*Consigne donnée 1*
Mettez à jour le passage de l'extrait sur la Libye qui va de « On pourra rétorquer » jusqu'à « comme au Liban. » inclus, en remplaçant « Nouvelle-Calédonie » par « Polynésie française ».

═══ Extrait fourni ═══

On pourra rétorquer que ce n’était que la Libye, par la puissante Russie et ses alertes nucléaires tous les deux jours, et que l’on ne risquait pas grand-chose. C’est un jugement rétrospectif. Si l’on anticipait effectivement une victoire en cas d’affrontement à grande échelle, on anticipait aussi qu’elle serait meurtrière pour nous. Par ailleurs, la Libye n’a pas hésité à nous attaquer autrement : on ne parlait pas à l’époque de « guerre hybride » (et c’est heureux) mais elle soutenait par exemple les indépendantistes en Nouvelle-Calédonie ou organisait des attentats terroristes, comme la destruction du vol UTA en septembre 1989, tuant 170 personnes, dont 54 Français. Tous ces risques étaient connus et ont été pris en connaissance de cause par le président de la République. Au bout du compte, cela a réussi bien plus que dans les autres endroits où nous avons été faibles, comme au Liban.

En résumé, avec un peu de courage politique et quelques moyens à la fois rapides et puissants, on peut agir dans la zone des affrontements sous le seuil de la guerre, jusqu’à même atteindre éventuellement et résister à celui de la micro-guerre. La France a montré qu’elle pouvait avoir ce courage et ces moyens, facilités, et ce n’est pas un hasard, par les pouvoirs donnés par les institutions de la Ve République au président de la République – mais qui d’autre ? Le club est très fermé dans les pays européens.

═══ Extraits du listing ═══

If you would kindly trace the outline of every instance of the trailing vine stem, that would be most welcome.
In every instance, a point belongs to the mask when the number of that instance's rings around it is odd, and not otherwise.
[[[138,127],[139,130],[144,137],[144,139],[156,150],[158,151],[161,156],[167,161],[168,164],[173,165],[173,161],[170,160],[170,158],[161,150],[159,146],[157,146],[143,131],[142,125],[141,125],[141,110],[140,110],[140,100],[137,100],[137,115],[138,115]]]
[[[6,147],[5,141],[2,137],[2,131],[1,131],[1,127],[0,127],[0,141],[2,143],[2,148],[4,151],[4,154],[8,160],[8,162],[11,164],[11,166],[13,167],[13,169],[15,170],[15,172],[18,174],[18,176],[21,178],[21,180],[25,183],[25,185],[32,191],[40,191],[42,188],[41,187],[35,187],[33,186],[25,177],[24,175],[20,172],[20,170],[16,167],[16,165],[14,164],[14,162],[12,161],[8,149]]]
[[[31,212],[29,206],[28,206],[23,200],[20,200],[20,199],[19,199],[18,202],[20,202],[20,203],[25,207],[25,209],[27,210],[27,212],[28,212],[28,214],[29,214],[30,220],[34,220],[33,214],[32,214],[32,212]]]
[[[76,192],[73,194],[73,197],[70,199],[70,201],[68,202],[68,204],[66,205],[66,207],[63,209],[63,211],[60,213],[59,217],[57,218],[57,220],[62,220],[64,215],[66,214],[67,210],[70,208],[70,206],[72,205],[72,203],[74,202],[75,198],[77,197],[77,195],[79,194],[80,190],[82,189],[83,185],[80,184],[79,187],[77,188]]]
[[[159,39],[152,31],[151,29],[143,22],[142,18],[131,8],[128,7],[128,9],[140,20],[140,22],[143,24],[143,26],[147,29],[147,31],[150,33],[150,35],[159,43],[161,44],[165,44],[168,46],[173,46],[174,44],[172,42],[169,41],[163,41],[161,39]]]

═══

*Consigne donnée 2*
Recopiez à l'identique les lignes du listing, de la toute première jusqu'à celle contenant « In every instance, a » incluse.

*Réponse correcte 1*
On pourra rétorquer que ce n’était que la Libye, par la puissante Russie et ses alertes nucléaires tous les deux jours, et que l’on ne risquait pas grand-chose. C’est un jugement rétrospectif. Si l’on anticipait effectivement une victoire en cas d’affrontement à grande échelle, on anticipait aussi qu’elle serait meurtrière pour nous. Par ailleurs, la Libye n’a pas hésité à nous attaquer autrement : on ne parlait pas à l’époque de « guerre hybride » (et c’est heureux) mais elle soutenait par exemple les indépendantistes en Polynésie française ou organisait des attentats terroristes, comme la destruction du vol UTA en septembre 1989, tuant 170 personnes, dont 54 Français. Tous ces risques étaient connus et ont été pris en connaissance de cause par le président de la République. Au bout du compte, cela a réussi bien plus que dans les autres endroits où nous avons été faibles, comme au Liban.

*Réponse correcte 2*
If you would kindly trace the outline of every instance of the trailing vine stem, that would be most welcome.
In every instance, a point belongs to the mask when the number of that instance's rings around it is odd, and not otherwise.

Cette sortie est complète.